Ken Minor responds to three housing questions

The Times-Independent asked each of the ten remaining candidates for Moab City Council three questions regarding housing and taxation. Seven of the candidates responded, two of them after press time. Here is a link to the full story.

  1. How do you plan to close the gap between rents and incomes in Moab? Is the right approach to raise incomes, lower rents, or both? How would you do either of those things?
  2. A significant reason the city has unaffordable rents is low-density housing. Much of the city is zoned for single-family houses, which are unaffordable for most residents. The zones for apartment complexes and other high-density housing options are severely limited. Do you view this as a problem? How would you address it?
  3. The City of Moab does not directly benefit from increasing property values because it does not levy a property tax, making it largely dependent on tourism for tax revenue. Should the city levy a property tax? Explain.
Ken Minor

You’ve touched one of my political nerves with this one. This may need to be edited down.

Housing for locals in Moab is indeed in a crisis state and I do not use that word lightly. I have worked with a number of people that have lost their housing and been forced out of town due to the high prices. Some to the valley, some to La Sal or Green River. I lost a great long term employee who just couldn’t afford to live in the Moab area anymore. We have single family residences in Moab housing two and three families due to the high cost of rent.

How can we close the gap between income and the cost of housing? If we foster a diverse business friendly environment then we may help the income side a bit, but the best thing that the city can do at this point is lower housing prices by enabling a greater supply of affordable housing.

I think we all recognize that the cost of land in Moab is just going to increase. We also realize that we need to provide more affordable housing in the city. Simply forcing our lower income workforce to live farther and farther from work is not acceptable. I know families that don’t have cars. I know families that do, but struggle with the costs. I know families that simply would rather walk or ride a bike to work and to shop.

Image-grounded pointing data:
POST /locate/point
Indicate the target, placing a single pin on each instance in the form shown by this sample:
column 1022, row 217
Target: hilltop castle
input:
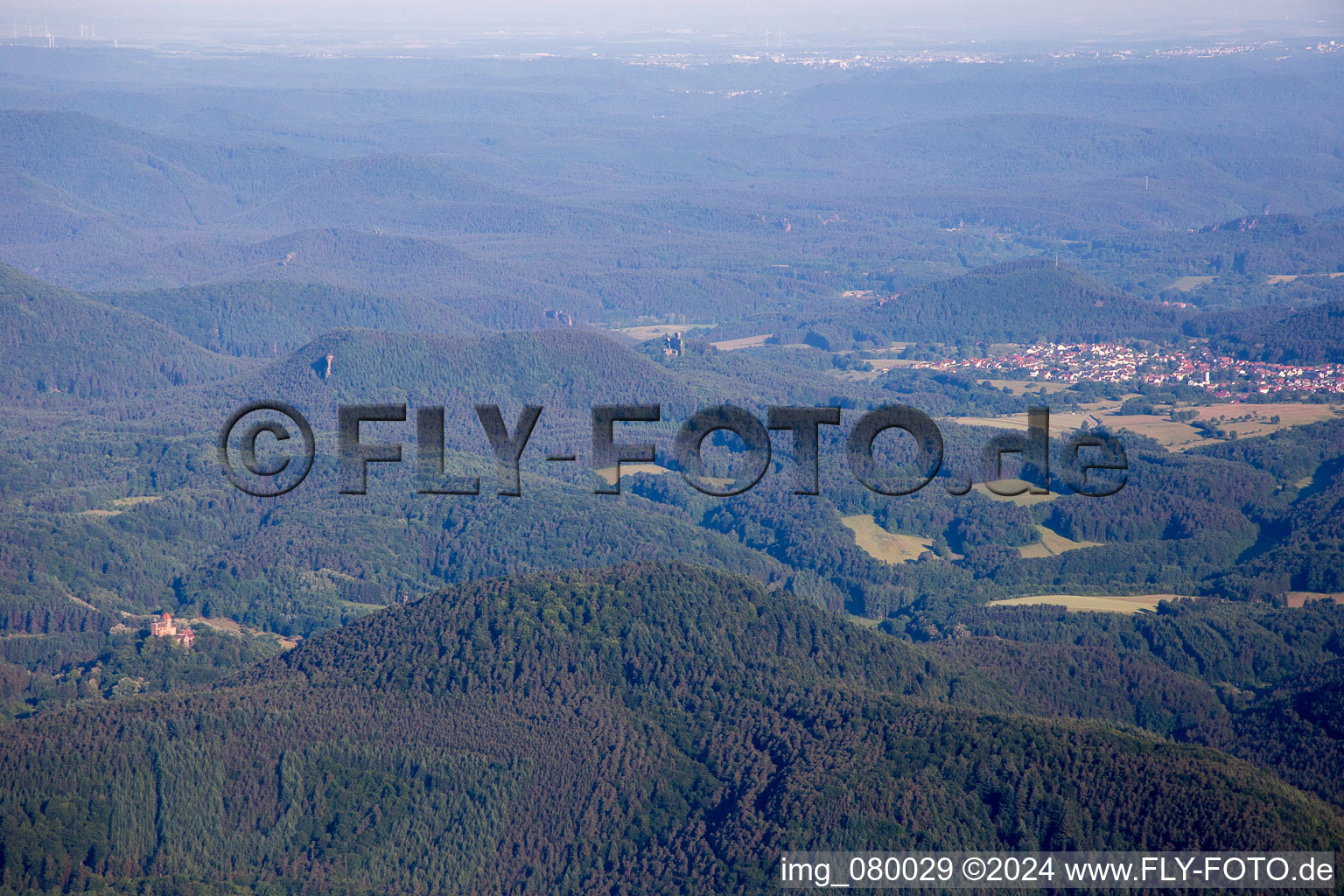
column 165, row 629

**What to do**.
1. In Ken Minor's housing response, why does Minor say it is not acceptable to force lower-income workers to live farther and farther from work? Answer in one to three sentences.
2. In Ken Minor's housing response, how many of the candidates answered The Times-Independent's questions?
3. Carry on with Ken Minor's housing response from where it stops.

**List of answers**.
1. Minor knows families that don't have cars and families that have cars but struggle with the costs. He also knows families that would rather walk or ride a bike to work and to shop.

2. Seven of the ten remaining candidates responded, two of them after press time.

3.
Nobody seems to want higher density housing in their neighborhood, I understand that.

I love the feel of old Moab with its open yards and spaces. I was raised on a small farm where we had lots of room and space. I have watched the subdivisions swallow the farmland around us. I watched as Mom had to sell most of her farmland as her medical costs grew. I was saddened to watch houses sprout where our garden used to grow.

However, as I look at it from this side of history, those developments were well-planned and have added to the community. The housing provided to families has been a benefit and the neighborhoods are a good thing. We need to build new high-density neighborhoods and integrate well planned higher density housing into some of our existing ones. We need to zone more areas for apartment complexes, tiny homes, and other high-density housing options.

I believe that we can work with local businesses to allow them affordable options to provide workforce housing. However, I do not feel it is appropriate to mandate that they do so.

I do not believe that the city should levy a property tax unless it were to become absolutely necessary to provide basic services. I would work to reduce the budget before supporting a city property tax. One small reason is that it would just make local housing more expensive. How does raising the cost of housing make rent go down?

The main reason though is that if we added a new revenue stream now, the city would simply find a good way to spend it and we would become dependent upon it. Then if the sales tax revenues were to dramatically decrease, what would we do then? I am definitely not in favor of a city property tax.